## SUPPLIED TEXT
* * * * *
As a strong advocate for women's rights to work and education, Musa attended the International Woman Suffrage Alliance conference of 1923 in Rome and delivered a speech that called for ensuring girls' rights to education. She famously returned from Rome unveiled alongside Huda Sha'arawi and Saiza Nabarawi. Most of Musa's works as an academic and activist come from her writings, with her most influential being Woman and Work, in which she argued for women's right to work and strongly dismissed the largely longstanding belief of female biological inferiority in order to work in occupations other than teaching or midwifery.

=== Amīnah al-Saʿīd ===
Amīnah al-Saʿīd (1914-1995) was an Egyptian journalist, scholar and feminist who played a leading role in the Egyptian Feminist Union. Born in Asyut, Saʿīd was resistant to wearing the veil from a young age while attending Shubra Secondary School. It was also during this time that Saʿīd joined the youth wing of the EFU as a teenager. She then went on to receive a degree in English literature from Cairo University in 1935, being among the first cohort of women receiving admission into the university. Saʿīd's position in the EFU was as the editor for the Arabic-written version of L'Egyptienne journal al-Misriyyah, and later became editor for the EFU's second journal Hawaa (Eve) from 1954 to 1969 which sold successfully in domestically and across the Arab countries. Throughout her career, Saʿīd's opposition to Egypt's veiling traditions and to its personal status laws were unwavering, which resulted in her facing intimidation from Islamic fundamentalists. Saʿīd's career in the journalism industry spanned until her eventual retirement in 1984, in which she held the position of chairperson of Dar al-Hilal, Egypt's oldest publishing house.
* * * * *
## INFORMATION PROVIDED
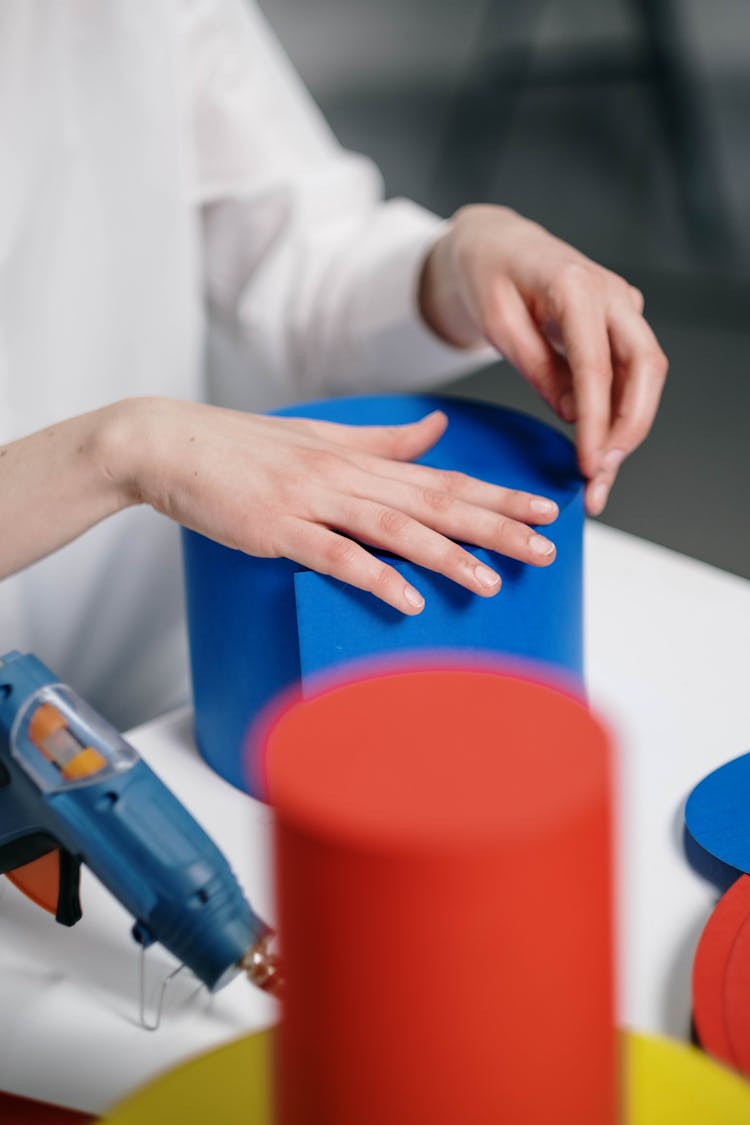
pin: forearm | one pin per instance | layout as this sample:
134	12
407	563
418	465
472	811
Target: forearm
* * * * *
## WHAT YOU WILL DO
Carry the text on Egyptian feminists forward from its last sentence. The listing is separate material and has nothing to do with the text on Egyptian feminists.

## TASK RESPONSE
=== Saiza Nabarawi ===
Saiza Nabarawi (1897-1985) was an Egyptian journalist, nationalist and founding member of the Egyptian Feminist Union. Nabarawi was initially raised by a distant relative in Paris but would later continue her studies at Les Dames de Sion, a private French school in Alexandria. She would later leave for Cairo as a teenager to live with a different relative where she would meet Huda Sha'arawi, who was a friend of Nabarawi's deceased foster mother. Sha'arawi took Nabarawi under her wing as a mentee and gave her the position of editor for EFU's French journal, L'Egyptienne, in February 1925. Through its monthly publications, Nabarawi oversaw the various writings that highlighted both the struggle for women's rights and national independence in colonial Egypt until its final publication in 1940, when Egypt became involved in World War II. She also helped to develop and further the aims of the EFU by lecturing and writing extensively on topics regarding veiling and female liberation. In 1951, Nabarawi founded the Women's Popular Resistance Committee, as she continued to dedicate her life to feminist activism.